Exercise:
Copy all of the records below word for word, but omit the pictures.

··· Information provided ···

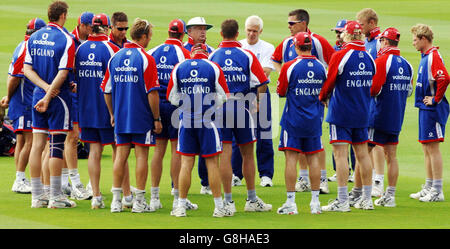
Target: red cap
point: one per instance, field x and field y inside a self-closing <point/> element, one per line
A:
<point x="391" y="34"/>
<point x="176" y="26"/>
<point x="299" y="39"/>
<point x="351" y="26"/>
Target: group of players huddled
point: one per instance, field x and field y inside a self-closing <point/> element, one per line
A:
<point x="106" y="90"/>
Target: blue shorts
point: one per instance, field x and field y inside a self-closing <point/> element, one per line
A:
<point x="205" y="142"/>
<point x="240" y="124"/>
<point x="141" y="139"/>
<point x="381" y="138"/>
<point x="340" y="134"/>
<point x="429" y="129"/>
<point x="305" y="145"/>
<point x="103" y="136"/>
<point x="23" y="123"/>
<point x="58" y="115"/>
<point x="168" y="132"/>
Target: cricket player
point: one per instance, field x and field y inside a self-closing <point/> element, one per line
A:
<point x="432" y="82"/>
<point x="19" y="99"/>
<point x="198" y="86"/>
<point x="300" y="82"/>
<point x="243" y="72"/>
<point x="348" y="90"/>
<point x="130" y="86"/>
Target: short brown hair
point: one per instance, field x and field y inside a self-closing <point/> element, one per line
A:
<point x="229" y="28"/>
<point x="56" y="9"/>
<point x="118" y="17"/>
<point x="422" y="30"/>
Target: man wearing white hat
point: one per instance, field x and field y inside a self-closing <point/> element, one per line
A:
<point x="196" y="30"/>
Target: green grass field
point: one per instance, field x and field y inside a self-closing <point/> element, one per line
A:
<point x="15" y="211"/>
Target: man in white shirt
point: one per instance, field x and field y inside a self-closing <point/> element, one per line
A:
<point x="264" y="148"/>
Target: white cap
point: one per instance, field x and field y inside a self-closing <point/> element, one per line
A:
<point x="198" y="21"/>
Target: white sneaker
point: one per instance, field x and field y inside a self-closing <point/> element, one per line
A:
<point x="141" y="206"/>
<point x="257" y="206"/>
<point x="230" y="206"/>
<point x="266" y="182"/>
<point x="79" y="193"/>
<point x="61" y="202"/>
<point x="336" y="206"/>
<point x="97" y="203"/>
<point x="235" y="181"/>
<point x="179" y="212"/>
<point x="222" y="212"/>
<point x="155" y="203"/>
<point x="302" y="185"/>
<point x="377" y="189"/>
<point x="433" y="196"/>
<point x="116" y="206"/>
<point x="127" y="204"/>
<point x="385" y="201"/>
<point x="332" y="178"/>
<point x="315" y="207"/>
<point x="364" y="204"/>
<point x="205" y="190"/>
<point x="423" y="192"/>
<point x="324" y="186"/>
<point x="288" y="209"/>
<point x="40" y="202"/>
<point x="21" y="186"/>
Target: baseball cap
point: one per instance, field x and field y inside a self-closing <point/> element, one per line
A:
<point x="36" y="23"/>
<point x="340" y="25"/>
<point x="391" y="34"/>
<point x="351" y="26"/>
<point x="198" y="21"/>
<point x="177" y="26"/>
<point x="299" y="39"/>
<point x="104" y="20"/>
<point x="85" y="18"/>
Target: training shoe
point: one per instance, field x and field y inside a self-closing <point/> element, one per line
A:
<point x="205" y="190"/>
<point x="377" y="189"/>
<point x="21" y="186"/>
<point x="302" y="185"/>
<point x="266" y="182"/>
<point x="423" y="192"/>
<point x="97" y="203"/>
<point x="315" y="207"/>
<point x="116" y="206"/>
<point x="336" y="206"/>
<point x="288" y="209"/>
<point x="257" y="206"/>
<point x="178" y="212"/>
<point x="385" y="201"/>
<point x="40" y="202"/>
<point x="61" y="201"/>
<point x="230" y="206"/>
<point x="364" y="204"/>
<point x="433" y="196"/>
<point x="222" y="212"/>
<point x="235" y="181"/>
<point x="324" y="186"/>
<point x="155" y="203"/>
<point x="80" y="193"/>
<point x="140" y="206"/>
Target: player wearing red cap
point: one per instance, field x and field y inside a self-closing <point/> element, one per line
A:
<point x="432" y="82"/>
<point x="348" y="89"/>
<point x="300" y="82"/>
<point x="18" y="99"/>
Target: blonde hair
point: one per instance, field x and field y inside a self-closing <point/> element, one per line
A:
<point x="140" y="27"/>
<point x="422" y="30"/>
<point x="367" y="14"/>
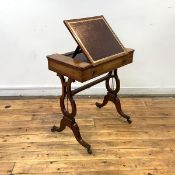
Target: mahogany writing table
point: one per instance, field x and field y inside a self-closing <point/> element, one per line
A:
<point x="86" y="63"/>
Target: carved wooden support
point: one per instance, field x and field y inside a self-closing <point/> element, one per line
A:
<point x="69" y="117"/>
<point x="112" y="95"/>
<point x="67" y="95"/>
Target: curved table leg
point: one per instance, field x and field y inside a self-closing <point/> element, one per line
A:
<point x="69" y="117"/>
<point x="112" y="96"/>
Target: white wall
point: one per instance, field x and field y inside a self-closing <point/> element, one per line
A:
<point x="32" y="29"/>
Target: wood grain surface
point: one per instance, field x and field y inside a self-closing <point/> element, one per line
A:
<point x="146" y="147"/>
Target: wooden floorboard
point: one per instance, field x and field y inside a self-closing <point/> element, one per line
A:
<point x="146" y="147"/>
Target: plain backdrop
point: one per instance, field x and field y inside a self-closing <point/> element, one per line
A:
<point x="32" y="29"/>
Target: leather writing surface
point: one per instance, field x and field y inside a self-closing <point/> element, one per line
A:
<point x="96" y="38"/>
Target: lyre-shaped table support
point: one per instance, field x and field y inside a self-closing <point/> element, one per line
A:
<point x="69" y="117"/>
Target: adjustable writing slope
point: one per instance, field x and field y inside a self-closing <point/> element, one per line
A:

···

Task solution:
Target: red cap
point: one per instance, field x and field y inside a self-closing <point/> element, one per line
A:
<point x="391" y="34"/>
<point x="176" y="26"/>
<point x="299" y="39"/>
<point x="351" y="26"/>
Target: group of players huddled
point: one per instance, field x and field y inside a self-closing <point/> element, one per line
A:
<point x="106" y="90"/>
Target: blue shorts
point: one per instance, field x and field y inside a self-closing <point/> element, one per line
A:
<point x="205" y="142"/>
<point x="240" y="124"/>
<point x="141" y="139"/>
<point x="381" y="138"/>
<point x="340" y="134"/>
<point x="429" y="129"/>
<point x="305" y="145"/>
<point x="103" y="136"/>
<point x="23" y="123"/>
<point x="58" y="115"/>
<point x="168" y="132"/>
Target: cricket player
point: one per instance, field x and field y inside a self-closing <point/> element, one per line
A:
<point x="432" y="82"/>
<point x="19" y="99"/>
<point x="198" y="86"/>
<point x="300" y="82"/>
<point x="243" y="72"/>
<point x="348" y="90"/>
<point x="130" y="86"/>
Target: short brown hair
point: one per instance, field x and field y inside a self-closing <point/> element, one per line
A:
<point x="229" y="28"/>
<point x="56" y="9"/>
<point x="118" y="17"/>
<point x="422" y="30"/>
Target: man wearing white hat
point: one per instance, field x and field y inside a self-closing <point/> element, one per line
A:
<point x="196" y="30"/>
Target: green grass field
point: one per instance, field x and field y inside a self-closing <point/> element, one per line
A:
<point x="15" y="211"/>
Target: man in white shirt
point: one per instance, field x and field y inside a self-closing <point/> element, one per line
A:
<point x="264" y="148"/>
Target: white cap
point: one per instance, field x and field y inside a self-closing <point/> element, one per line
A:
<point x="198" y="21"/>
Target: white sneaker
point: one per instance, field x and field y inside a self-closing <point/> element, one per line
A:
<point x="141" y="206"/>
<point x="257" y="206"/>
<point x="230" y="206"/>
<point x="266" y="182"/>
<point x="79" y="193"/>
<point x="61" y="202"/>
<point x="336" y="206"/>
<point x="97" y="203"/>
<point x="235" y="181"/>
<point x="179" y="212"/>
<point x="222" y="212"/>
<point x="155" y="203"/>
<point x="302" y="185"/>
<point x="377" y="189"/>
<point x="433" y="196"/>
<point x="116" y="206"/>
<point x="127" y="204"/>
<point x="385" y="201"/>
<point x="332" y="178"/>
<point x="315" y="207"/>
<point x="364" y="204"/>
<point x="205" y="190"/>
<point x="423" y="192"/>
<point x="324" y="186"/>
<point x="288" y="209"/>
<point x="40" y="202"/>
<point x="21" y="186"/>
Target: baseball cap
point: one per instance, field x and field y inside a self-closing <point/> element, one per line
A:
<point x="36" y="23"/>
<point x="340" y="25"/>
<point x="391" y="34"/>
<point x="351" y="26"/>
<point x="198" y="21"/>
<point x="177" y="26"/>
<point x="299" y="39"/>
<point x="104" y="20"/>
<point x="85" y="18"/>
Target: training shoe
point: one per instance, field x and field y inside a self-closing <point/> element, one per line
A:
<point x="205" y="190"/>
<point x="377" y="189"/>
<point x="21" y="186"/>
<point x="302" y="185"/>
<point x="266" y="182"/>
<point x="423" y="192"/>
<point x="97" y="203"/>
<point x="315" y="207"/>
<point x="116" y="206"/>
<point x="336" y="206"/>
<point x="288" y="209"/>
<point x="257" y="206"/>
<point x="178" y="212"/>
<point x="385" y="201"/>
<point x="40" y="202"/>
<point x="61" y="201"/>
<point x="230" y="206"/>
<point x="364" y="204"/>
<point x="433" y="196"/>
<point x="222" y="212"/>
<point x="235" y="181"/>
<point x="324" y="186"/>
<point x="155" y="203"/>
<point x="80" y="193"/>
<point x="140" y="206"/>
Target: player wearing red cap
point: one per instance, field x and field y inside a self-closing <point/> element, one per line
A:
<point x="432" y="82"/>
<point x="348" y="89"/>
<point x="300" y="82"/>
<point x="18" y="99"/>
Target: blonde hair
point: one per instance, field x and field y inside a self-closing <point/> element, one per line
A:
<point x="140" y="27"/>
<point x="422" y="30"/>
<point x="367" y="14"/>
Target: mahogany writing table
point: one per instance, field x and field y inside a self-closing <point/> element, one per line
A:
<point x="86" y="63"/>
Target: carved wooden support
point: one per instance, field x and field y inside a self-closing <point/> element, one per line
A:
<point x="69" y="117"/>
<point x="112" y="95"/>
<point x="67" y="95"/>
Target: curved table leg
point: one per instance, field x and field y inside a self-closing <point/> element, one per line
A:
<point x="69" y="117"/>
<point x="112" y="96"/>
Target: white wall
point: one per instance, field x and field y inside a self-closing <point/> element, one per line
A:
<point x="32" y="29"/>
Target: wood grain surface
point: one per instance, field x and field y inside a self-closing <point/> element, one per line
A:
<point x="146" y="147"/>
Target: wooden floorboard
point: one per instance, field x and field y inside a self-closing <point/> element, one per line
A:
<point x="146" y="147"/>
Target: plain backdrop
point: one per instance, field x and field y inside a self-closing <point/> element, one per line
A:
<point x="32" y="29"/>
Target: leather writing surface
point: one per instance, field x and field y inside a self-closing <point/> element, one per line
A:
<point x="96" y="38"/>
Target: lyre-shaped table support
point: one per instance, field x and field y inside a self-closing <point/> element, one per line
A:
<point x="69" y="117"/>
Target: adjustable writing slope
point: one per instance, field x and field y inside a self-closing <point/> element, one per line
A:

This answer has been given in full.